Data provided –
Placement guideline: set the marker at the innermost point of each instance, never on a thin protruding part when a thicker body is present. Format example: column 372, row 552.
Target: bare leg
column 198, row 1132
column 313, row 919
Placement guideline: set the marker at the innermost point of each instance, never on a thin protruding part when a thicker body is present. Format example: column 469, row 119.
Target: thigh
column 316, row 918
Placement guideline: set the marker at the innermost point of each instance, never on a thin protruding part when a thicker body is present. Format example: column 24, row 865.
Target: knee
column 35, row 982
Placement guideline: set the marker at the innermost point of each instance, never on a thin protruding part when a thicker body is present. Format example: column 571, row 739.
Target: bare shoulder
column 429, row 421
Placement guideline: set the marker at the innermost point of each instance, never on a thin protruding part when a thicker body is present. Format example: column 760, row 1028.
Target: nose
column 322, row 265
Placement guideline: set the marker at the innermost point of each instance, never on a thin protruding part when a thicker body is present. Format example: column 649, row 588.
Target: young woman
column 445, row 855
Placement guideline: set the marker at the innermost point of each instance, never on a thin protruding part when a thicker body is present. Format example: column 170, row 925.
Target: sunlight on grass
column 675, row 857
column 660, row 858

Exercise goal – The full set of records must be transcribed character for character.

Response for this exercise –
Placement guideline: set the marker at the innermost point of each instance, never on a thin protruding part when a thicker body is present. Format example: column 372, row 552.
Target: bare leg
column 198, row 1132
column 313, row 919
Placement guideline: set the marker at the innermost point of each instance, never on a thin protruding part when a thicker body is present. Format example: column 469, row 119.
Target: thigh
column 316, row 918
Placement guideline: set the marker at the innermost point of each instance, never on a thin protruding part when a thicker body is present. Format example: column 24, row 865.
Target: knee
column 35, row 982
Placement guideline: set the marker at the innermost point of each instance, never on a thin protruding part when a thicker body is present. Format example: column 571, row 739.
Target: bare shoulder
column 429, row 421
Placement guideline: set the marker at the innermost point of each instance, never on a thin protruding part when a thicker body is present. Format example: column 760, row 1028.
Target: nose
column 322, row 265
Placement guideline: set the marker at the innermost point of each instance, never on a thin protruding part when a thicker body is present. Format example: column 649, row 588.
Target: young woman
column 445, row 855
Placement guideline: set the marker at the innermost point of each instance, never on a thin protruding part when a thicker body is present. Format example: column 170, row 925.
Target: sunlight on grass
column 675, row 857
column 660, row 858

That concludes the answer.